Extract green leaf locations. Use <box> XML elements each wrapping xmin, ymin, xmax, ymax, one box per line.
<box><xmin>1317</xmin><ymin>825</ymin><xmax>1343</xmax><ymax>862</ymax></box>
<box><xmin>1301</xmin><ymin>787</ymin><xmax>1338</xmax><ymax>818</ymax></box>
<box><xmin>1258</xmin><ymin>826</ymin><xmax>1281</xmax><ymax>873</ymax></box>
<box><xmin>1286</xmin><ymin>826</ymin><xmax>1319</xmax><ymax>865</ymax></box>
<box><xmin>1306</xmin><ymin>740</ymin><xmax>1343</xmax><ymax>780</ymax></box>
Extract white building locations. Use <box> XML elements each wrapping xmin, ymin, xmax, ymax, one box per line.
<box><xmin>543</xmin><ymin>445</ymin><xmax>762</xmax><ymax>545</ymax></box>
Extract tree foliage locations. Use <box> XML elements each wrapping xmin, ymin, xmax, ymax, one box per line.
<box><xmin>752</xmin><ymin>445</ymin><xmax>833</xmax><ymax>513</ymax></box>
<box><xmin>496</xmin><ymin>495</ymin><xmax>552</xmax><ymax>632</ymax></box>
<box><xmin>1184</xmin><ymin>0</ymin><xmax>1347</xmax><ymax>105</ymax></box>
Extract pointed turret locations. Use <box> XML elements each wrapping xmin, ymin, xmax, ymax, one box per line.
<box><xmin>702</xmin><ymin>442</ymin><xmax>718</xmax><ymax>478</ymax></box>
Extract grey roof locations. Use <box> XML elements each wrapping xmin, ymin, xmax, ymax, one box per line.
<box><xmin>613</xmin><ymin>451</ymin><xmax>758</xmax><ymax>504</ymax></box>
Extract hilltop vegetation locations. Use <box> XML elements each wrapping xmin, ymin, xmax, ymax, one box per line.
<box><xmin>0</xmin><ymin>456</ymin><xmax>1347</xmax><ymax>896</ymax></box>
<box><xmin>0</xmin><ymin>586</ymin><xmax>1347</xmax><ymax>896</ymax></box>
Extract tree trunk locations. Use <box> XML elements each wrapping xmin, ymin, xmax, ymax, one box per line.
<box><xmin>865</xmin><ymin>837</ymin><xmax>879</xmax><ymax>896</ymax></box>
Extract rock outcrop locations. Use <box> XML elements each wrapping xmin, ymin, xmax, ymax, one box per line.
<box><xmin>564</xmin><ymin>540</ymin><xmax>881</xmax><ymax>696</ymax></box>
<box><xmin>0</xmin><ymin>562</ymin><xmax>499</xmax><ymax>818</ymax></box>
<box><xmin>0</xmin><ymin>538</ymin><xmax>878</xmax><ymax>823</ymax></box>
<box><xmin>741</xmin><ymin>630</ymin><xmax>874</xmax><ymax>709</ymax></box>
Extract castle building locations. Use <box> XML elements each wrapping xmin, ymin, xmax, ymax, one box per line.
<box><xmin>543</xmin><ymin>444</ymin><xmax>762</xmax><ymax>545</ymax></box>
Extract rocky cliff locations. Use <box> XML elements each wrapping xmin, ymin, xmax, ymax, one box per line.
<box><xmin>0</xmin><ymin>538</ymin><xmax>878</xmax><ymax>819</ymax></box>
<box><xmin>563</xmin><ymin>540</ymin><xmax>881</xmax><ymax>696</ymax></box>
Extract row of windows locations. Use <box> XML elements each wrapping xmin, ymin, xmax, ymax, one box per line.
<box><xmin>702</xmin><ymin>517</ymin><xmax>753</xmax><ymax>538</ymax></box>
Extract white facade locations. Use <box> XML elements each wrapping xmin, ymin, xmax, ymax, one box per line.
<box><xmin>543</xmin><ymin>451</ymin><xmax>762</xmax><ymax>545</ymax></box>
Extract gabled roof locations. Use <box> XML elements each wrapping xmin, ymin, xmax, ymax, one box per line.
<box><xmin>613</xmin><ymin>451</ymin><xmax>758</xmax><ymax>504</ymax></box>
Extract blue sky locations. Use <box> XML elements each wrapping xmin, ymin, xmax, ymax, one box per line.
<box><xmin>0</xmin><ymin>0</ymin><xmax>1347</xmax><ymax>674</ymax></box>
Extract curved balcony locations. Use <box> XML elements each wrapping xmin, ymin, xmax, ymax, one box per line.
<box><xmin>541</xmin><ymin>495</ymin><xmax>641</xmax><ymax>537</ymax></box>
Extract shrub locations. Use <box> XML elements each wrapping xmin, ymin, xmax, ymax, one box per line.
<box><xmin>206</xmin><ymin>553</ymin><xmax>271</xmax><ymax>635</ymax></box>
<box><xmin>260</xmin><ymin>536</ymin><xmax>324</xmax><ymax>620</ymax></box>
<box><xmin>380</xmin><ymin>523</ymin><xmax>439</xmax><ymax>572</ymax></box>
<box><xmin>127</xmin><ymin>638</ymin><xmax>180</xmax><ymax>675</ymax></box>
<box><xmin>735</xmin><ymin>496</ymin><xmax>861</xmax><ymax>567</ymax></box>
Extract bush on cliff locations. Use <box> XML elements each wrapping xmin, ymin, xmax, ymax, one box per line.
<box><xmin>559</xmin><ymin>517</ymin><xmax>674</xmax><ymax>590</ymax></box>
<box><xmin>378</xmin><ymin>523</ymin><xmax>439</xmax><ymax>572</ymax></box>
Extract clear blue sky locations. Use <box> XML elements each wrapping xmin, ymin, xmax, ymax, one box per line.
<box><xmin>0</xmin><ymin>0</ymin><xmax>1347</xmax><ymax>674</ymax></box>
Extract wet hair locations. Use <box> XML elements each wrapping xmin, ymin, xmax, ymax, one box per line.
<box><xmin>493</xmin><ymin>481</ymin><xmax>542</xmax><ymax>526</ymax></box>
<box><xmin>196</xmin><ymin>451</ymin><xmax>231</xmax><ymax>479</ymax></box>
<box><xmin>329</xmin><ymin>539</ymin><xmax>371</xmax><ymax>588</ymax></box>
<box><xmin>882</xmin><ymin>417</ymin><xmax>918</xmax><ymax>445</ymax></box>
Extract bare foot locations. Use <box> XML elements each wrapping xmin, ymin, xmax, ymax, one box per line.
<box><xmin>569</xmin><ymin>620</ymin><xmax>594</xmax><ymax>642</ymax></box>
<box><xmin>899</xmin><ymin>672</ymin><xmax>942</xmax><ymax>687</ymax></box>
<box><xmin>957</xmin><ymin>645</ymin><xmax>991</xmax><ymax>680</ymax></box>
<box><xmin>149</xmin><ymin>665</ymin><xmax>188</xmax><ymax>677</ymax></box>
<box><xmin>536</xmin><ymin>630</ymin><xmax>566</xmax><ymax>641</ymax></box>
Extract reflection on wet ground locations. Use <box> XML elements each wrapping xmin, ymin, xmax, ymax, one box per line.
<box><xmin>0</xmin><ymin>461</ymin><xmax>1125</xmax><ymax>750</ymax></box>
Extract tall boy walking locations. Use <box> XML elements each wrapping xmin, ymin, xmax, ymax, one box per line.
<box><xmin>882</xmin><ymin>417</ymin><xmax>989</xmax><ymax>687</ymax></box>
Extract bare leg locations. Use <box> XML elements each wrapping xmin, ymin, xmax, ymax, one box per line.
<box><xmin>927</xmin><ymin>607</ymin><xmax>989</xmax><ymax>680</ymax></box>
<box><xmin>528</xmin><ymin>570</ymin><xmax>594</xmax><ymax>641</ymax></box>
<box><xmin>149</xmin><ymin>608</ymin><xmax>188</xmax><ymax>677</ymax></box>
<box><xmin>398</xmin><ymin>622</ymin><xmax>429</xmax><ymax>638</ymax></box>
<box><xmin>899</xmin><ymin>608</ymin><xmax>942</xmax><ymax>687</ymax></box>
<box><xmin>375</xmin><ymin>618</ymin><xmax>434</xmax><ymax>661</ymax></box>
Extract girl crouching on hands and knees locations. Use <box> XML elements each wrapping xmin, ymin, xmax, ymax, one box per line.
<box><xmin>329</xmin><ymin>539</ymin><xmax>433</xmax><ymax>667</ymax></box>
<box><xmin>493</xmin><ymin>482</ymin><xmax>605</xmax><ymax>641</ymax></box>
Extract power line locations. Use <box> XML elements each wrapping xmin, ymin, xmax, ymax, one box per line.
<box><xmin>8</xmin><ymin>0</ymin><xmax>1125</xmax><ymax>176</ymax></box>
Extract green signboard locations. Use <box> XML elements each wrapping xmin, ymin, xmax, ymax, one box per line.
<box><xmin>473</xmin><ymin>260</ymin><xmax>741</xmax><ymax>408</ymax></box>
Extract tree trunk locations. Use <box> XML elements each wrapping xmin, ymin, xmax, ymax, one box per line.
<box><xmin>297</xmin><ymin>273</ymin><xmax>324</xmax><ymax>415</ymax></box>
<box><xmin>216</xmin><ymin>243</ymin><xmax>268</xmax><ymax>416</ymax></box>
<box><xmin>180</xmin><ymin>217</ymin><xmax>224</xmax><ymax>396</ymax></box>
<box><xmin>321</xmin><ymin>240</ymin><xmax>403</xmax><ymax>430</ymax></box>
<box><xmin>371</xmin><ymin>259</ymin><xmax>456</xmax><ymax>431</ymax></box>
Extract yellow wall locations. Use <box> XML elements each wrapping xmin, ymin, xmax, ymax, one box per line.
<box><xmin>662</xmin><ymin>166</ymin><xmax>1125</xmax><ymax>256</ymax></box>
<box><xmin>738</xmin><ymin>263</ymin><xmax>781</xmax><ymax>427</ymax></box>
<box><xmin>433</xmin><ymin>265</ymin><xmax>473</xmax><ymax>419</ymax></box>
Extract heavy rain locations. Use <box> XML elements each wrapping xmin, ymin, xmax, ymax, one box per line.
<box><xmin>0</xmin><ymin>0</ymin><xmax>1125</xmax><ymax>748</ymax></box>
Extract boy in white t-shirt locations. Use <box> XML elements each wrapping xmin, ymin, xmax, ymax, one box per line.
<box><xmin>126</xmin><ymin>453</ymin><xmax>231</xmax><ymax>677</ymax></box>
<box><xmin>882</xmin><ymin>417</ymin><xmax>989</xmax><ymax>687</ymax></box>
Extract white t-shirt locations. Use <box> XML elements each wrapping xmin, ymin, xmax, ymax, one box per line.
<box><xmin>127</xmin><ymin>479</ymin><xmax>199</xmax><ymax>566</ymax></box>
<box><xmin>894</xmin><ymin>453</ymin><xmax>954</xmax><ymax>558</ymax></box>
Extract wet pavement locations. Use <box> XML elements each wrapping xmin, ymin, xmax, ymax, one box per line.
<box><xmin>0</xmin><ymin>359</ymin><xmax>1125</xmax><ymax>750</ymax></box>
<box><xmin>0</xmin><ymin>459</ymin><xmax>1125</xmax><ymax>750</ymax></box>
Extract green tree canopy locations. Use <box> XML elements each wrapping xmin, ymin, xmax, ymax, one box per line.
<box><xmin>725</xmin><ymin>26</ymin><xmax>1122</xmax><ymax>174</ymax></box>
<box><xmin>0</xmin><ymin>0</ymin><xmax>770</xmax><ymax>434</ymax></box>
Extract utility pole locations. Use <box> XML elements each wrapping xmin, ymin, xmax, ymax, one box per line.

*Instruction*. Can you repeat, word for word, the lines above from the one containing "Extract wet pavement" through the final line, both included?

*Written reply*.
Extract wet pavement locations. Use <box> XML elements each wrapping xmin, ymin, xmax, ymax, one box per line.
<box><xmin>0</xmin><ymin>359</ymin><xmax>1125</xmax><ymax>750</ymax></box>
<box><xmin>0</xmin><ymin>459</ymin><xmax>1125</xmax><ymax>750</ymax></box>
Extract green tree canopy locations. Use <box> XML elements each wrapping xmin, ymin, xmax, ymax, one box per line.
<box><xmin>725</xmin><ymin>26</ymin><xmax>1122</xmax><ymax>174</ymax></box>
<box><xmin>0</xmin><ymin>0</ymin><xmax>770</xmax><ymax>434</ymax></box>
Extract utility pole locations. Use <box> XML elements each wrapping xmin, ymin, xmax, ymax, one box per line.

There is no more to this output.